**RECORDS SUPPLIED**

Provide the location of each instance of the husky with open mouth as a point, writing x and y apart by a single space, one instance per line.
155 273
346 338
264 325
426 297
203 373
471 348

**WHAT YOU NEED TO DO**
Copy the entire listing exactly. Do not skip a line.

**RESULT OF THIS TASK**
Provide the location of each instance of the husky with open mouth as a point, writing x and y apart by a single space, one instance per line.
155 273
346 338
264 325
426 297
203 373
471 348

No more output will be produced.